TASK TO CARRY OUT: What lines in the records below mention "instance"? List them all.

(Stored records)
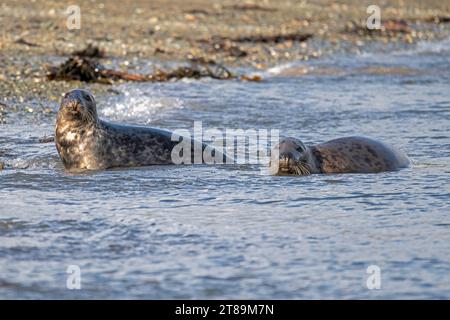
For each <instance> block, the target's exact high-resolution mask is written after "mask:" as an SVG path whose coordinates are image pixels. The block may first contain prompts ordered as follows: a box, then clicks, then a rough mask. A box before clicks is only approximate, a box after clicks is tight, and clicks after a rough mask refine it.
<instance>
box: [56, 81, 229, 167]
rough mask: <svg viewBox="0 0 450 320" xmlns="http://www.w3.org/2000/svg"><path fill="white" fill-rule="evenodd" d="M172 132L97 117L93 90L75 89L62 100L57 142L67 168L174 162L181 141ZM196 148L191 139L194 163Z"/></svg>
mask: <svg viewBox="0 0 450 320" xmlns="http://www.w3.org/2000/svg"><path fill="white" fill-rule="evenodd" d="M88 95H90V96H91V97H88ZM87 99H89V100H87ZM171 136H172V133H171V132H169V131H165V130H160V129H157V128H151V127H143V126H133V125H121V124H115V123H110V122H107V121H104V120H101V119H99V118H98V117H97V112H96V106H95V100H94V97H93V96H92V94H90V92H88V91H86V90H73V91H71V92H69V93H68V94H66V96H65V97H64V98H63V101H62V103H61V107H60V110H59V112H58V116H57V121H56V134H55V142H56V148H57V150H58V153H59V155H60V157H61V160H62V162H63V164H64V166H65V168H66V169H67V170H69V171H83V170H100V169H107V168H113V167H135V166H147V165H162V164H172V159H171V153H172V149H173V148H174V147H175V146H176V145H177V144H178V143H179V141H172V140H171ZM192 142H193V140H192ZM201 146H202V151H203V150H204V149H205V148H206V147H207V146H206V144H202V145H201ZM194 151H195V150H194V144H193V143H192V149H191V155H192V163H194V160H195V159H194ZM217 155H218V156H219V155H222V154H221V153H217ZM223 157H224V160H225V161H229V159H227V158H226V157H225V156H224V155H223Z"/></svg>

SOLVED PROBLEM:
For each <instance> block, the target's exact high-resolution mask is written after "mask:" as an SVG path whose coordinates are image pixels. The block may first contain prompts ordered as follows: a box, then clicks, then a rough mask. A box before clicks is only approximate, a box after clicks is tight, and clicks after a rough mask refine it.
<instance>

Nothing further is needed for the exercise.